[Point annotation items]

===

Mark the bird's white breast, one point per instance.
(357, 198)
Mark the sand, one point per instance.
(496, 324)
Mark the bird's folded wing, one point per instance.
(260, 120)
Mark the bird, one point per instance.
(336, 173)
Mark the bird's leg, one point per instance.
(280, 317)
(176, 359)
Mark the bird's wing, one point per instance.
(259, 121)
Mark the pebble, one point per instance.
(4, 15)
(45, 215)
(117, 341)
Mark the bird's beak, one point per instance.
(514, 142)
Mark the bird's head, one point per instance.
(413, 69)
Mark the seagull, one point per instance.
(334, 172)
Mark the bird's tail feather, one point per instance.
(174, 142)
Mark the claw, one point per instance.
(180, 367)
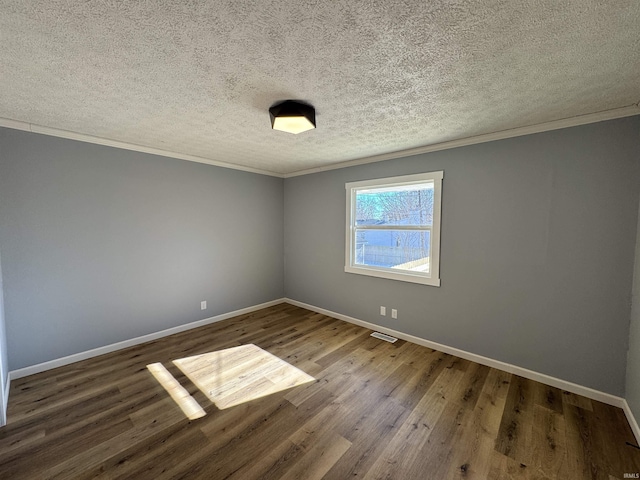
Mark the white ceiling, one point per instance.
(196, 78)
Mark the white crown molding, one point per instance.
(76, 357)
(55, 132)
(612, 114)
(489, 362)
(628, 111)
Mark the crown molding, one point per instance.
(81, 137)
(612, 114)
(627, 111)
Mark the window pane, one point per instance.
(398, 249)
(401, 205)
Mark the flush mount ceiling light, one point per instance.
(292, 117)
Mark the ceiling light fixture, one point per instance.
(292, 117)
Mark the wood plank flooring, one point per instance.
(375, 411)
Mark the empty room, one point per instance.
(320, 240)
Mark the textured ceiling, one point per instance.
(197, 77)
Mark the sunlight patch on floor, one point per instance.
(186, 402)
(240, 374)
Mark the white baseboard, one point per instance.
(5, 401)
(76, 357)
(506, 367)
(632, 421)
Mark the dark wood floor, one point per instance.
(376, 410)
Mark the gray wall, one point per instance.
(101, 245)
(633, 361)
(4, 362)
(538, 238)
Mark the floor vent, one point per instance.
(386, 338)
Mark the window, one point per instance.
(393, 228)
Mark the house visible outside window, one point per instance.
(393, 228)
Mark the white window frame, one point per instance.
(433, 277)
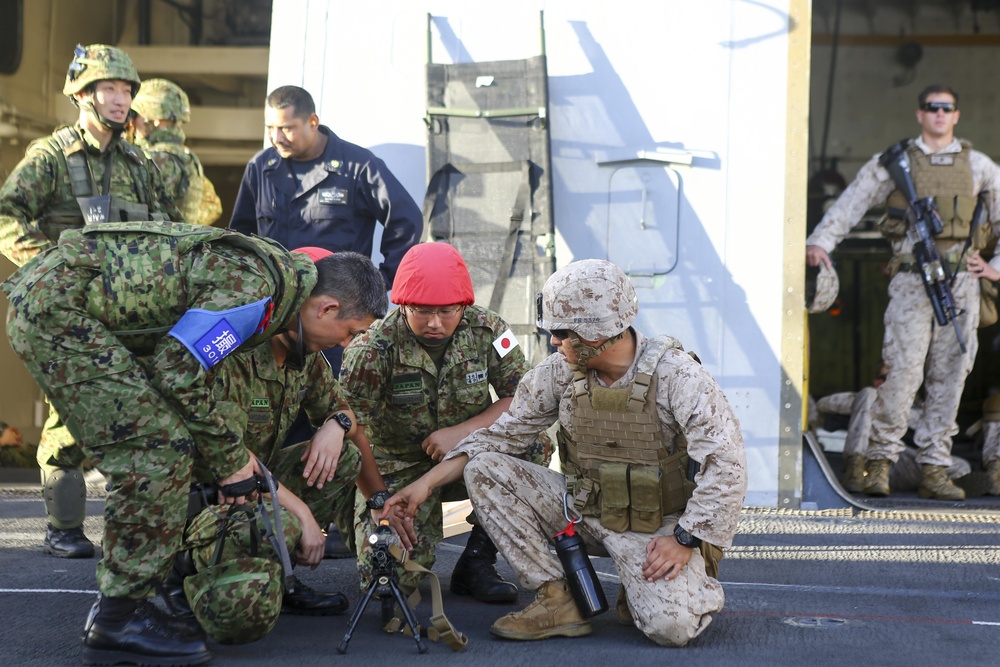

===

Requirements =>
Return verbatim the items from the line containing "Mark the white baseboard, one" through the end of the items, including both ends. Leave the pictures out of your answer.

Written answer =>
Mark the white baseboard, one point per instance.
(5, 401)
(76, 357)
(506, 367)
(632, 421)
Mark the dark wood floor, one point per instance.
(376, 410)
Mark the gray wall, one point per instance.
(101, 245)
(633, 361)
(4, 362)
(538, 238)
Mark the floor vent, one point per instance.
(386, 338)
Mark the window, one point per instance.
(393, 228)
Mark the house visible outside window, one point per instance.
(393, 228)
Mark the white window frame, one point per instance.
(433, 277)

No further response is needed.